-------- Quoted passage

Ma Hang Estate () is a public housing estate in Stanley, Hong Kong Island, Hong Kong. Formerly the site of Ma Hang Squatter Area, the estate is designed as "working village" and consists of five residential blocks completed between 1993 and 2000 for providing in-site rehousing for squatters. Stanley Plaza, Murray House and Blake Pier at Stanley are also the territories of Ma Hang Estate.

Lung Yan Court () is a Home Ownership Scheme court in Stanley next to Ma Hang Estate. Formerly the site of Ma Hang Squatter Area, it has two residential blocks completed in 1993.

Lung Tak Court () is also a Home Ownership Scheme court in Stanley near Ma Hang Estate. It was originally planned for rental housing, but it was later converted to HOS court for sale. it consists of four residential blocks completed in 2000. Owners who have paid the land premium may rent their premises out in the open market. Apartments in this area offers an attractive alternative to living in the more built up areas like Wan Chai or North Point because there is much more greenery and open spaces around and buildings in Stanley are low rises. It is considered to be very convenient because it is located right next to Stanley Plaza and to the transport interchange.

----------------
-------- Dataset records

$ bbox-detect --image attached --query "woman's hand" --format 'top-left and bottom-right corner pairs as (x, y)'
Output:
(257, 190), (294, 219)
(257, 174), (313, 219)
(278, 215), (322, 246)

----------------

Rewrite the Ma Hang Estate passage above from "Ma Hang Estate ()" up to and including "completed in 1993.", putting "housing blocks" in place of "residential blocks".

The result
Ma Hang Estate () is a public housing estate in Stanley, Hong Kong Island, Hong Kong. Formerly the site of Ma Hang Squatter Area, the estate is designed as "working village" and consists of five housing blocks completed between 1993 and 2000 for providing in-site rehousing for squatters. Stanley Plaza, Murray House and Blake Pier at Stanley are also the territories of Ma Hang Estate.

Lung Yan Court () is a Home Ownership Scheme court in Stanley next to Ma Hang Estate. Formerly the site of Ma Hang Squatter Area, it has two housing blocks completed in 1993.